The results of the adjusted multiple logistic regression analysis, which examined the relationship among MCI, not eating out, and low dietary diversity, are presented in Table 2. After adjusting for confounding variables such as age, sex, education, medication, BMI, and single status, participants who did not eat out had low dietary diversity (OR=1.97; 95% CI 1.20–3.20). Second, we examined the association between not eating out and MCI using a logistic regression analysis. The proportion of participants who did not eat out was not significantly associated with MCI (OR=0.76; 95% CI 0.46–1.25). Multiple logistic regression analysis indicated an association between low dietary diversity and MCI. The results showed that low dietary diversity at baseline was associated with a higher odds ratio of MCI compared with participants with high dietary diversity (OR=1.72; 95% CI 1.02–2.87).
Fig. 2 shows the results of the SEM, which examined whether the effect of not eating out on MCI was indirectly transmitted through dietary diversity status, or was directly related to MCI. This model indicated that not eating out was not directly associated with MCI (β=-0.037, p=0.36) but contributed significantly to low dietary diversity (β=0.108, p<0.01). Furthermore, low dietary diversity was significantly and directly associated with MCI (β=0.101 p<0.05). Moreover, not eating out was associated with MCI via low dietary diversity and provided an excellent fit to the data (GFI=0.999, AGFI=0.984, RMSEA=0.030, AIC=29.549).
DISCUSSION
The results of the present study indicated that older adults with non-eating out habits had low dietary diversity patterns, and that low dietary diversity was associated with MCI. Analysis of the SEM showed that not eating out was not directly associated with MCI but was indirectly associated with MCI through low dietary diversity.
Multiple analyses in the present study revealed low dietary diversity among community-dwelling older adults who did not eat out. Food literacy might explain these findings. To define the term "food literacy," Vidgen and Gallegos18) identified an effect that was related to the areas of preparation, eating, planning and management, and selection. In a nationwide cross-sectional study in Japan, high food literacy was associated with high scores on the National Cancer Institute’s Healthy Eating Index 2015, which indicated high diet quality.19) In another study, individuals with a low frequency of eating out demonstrated lower food literacy compared with those with a higher frequency.20) Thus, older adults who do not eat out have lower food literacy, and therefore, may have lower dietary diversity.

####################

In the excerpt on eating out and dietary diversity, what explanation does the text give for the low dietary diversity among older adults who did not eat out?

[Dataset items]
####################

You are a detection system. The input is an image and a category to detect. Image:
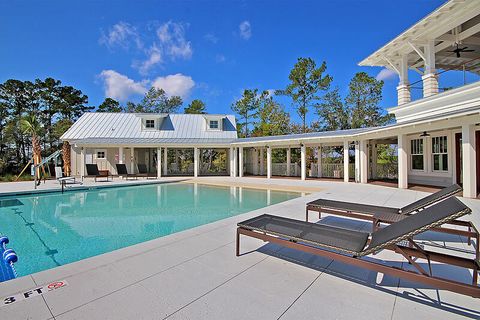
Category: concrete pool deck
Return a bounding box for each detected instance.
[0,177,480,319]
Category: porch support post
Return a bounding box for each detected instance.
[118,147,123,163]
[343,141,350,182]
[80,147,86,179]
[267,146,272,179]
[317,144,322,178]
[360,140,368,183]
[238,147,243,178]
[157,147,162,179]
[462,124,477,198]
[287,147,292,177]
[371,143,378,179]
[300,143,307,180]
[253,148,258,175]
[233,148,238,177]
[163,148,168,176]
[228,147,235,178]
[398,134,408,189]
[355,141,360,182]
[260,147,265,176]
[130,147,135,173]
[193,147,199,178]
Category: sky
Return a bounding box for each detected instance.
[0,0,445,121]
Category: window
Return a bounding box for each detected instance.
[210,120,218,129]
[97,150,107,159]
[410,139,424,170]
[432,136,448,171]
[145,119,155,129]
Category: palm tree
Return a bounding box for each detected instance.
[20,114,42,182]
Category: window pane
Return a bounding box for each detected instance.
[412,155,423,170]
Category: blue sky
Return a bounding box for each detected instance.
[0,0,444,121]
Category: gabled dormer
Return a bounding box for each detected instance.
[204,115,225,131]
[138,113,167,131]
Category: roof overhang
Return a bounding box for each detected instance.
[359,0,480,72]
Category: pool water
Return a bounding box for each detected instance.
[0,183,300,276]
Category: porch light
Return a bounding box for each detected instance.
[420,131,430,138]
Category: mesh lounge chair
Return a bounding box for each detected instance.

####################

◆ YOUR RESPONSE
The text suggests food literacy as the explanation. Individuals who ate out less often showed lower food literacy, and high food literacy was linked to higher diet quality. So older adults who do not eat out may have lower food literacy and therefore lower dietary diversity.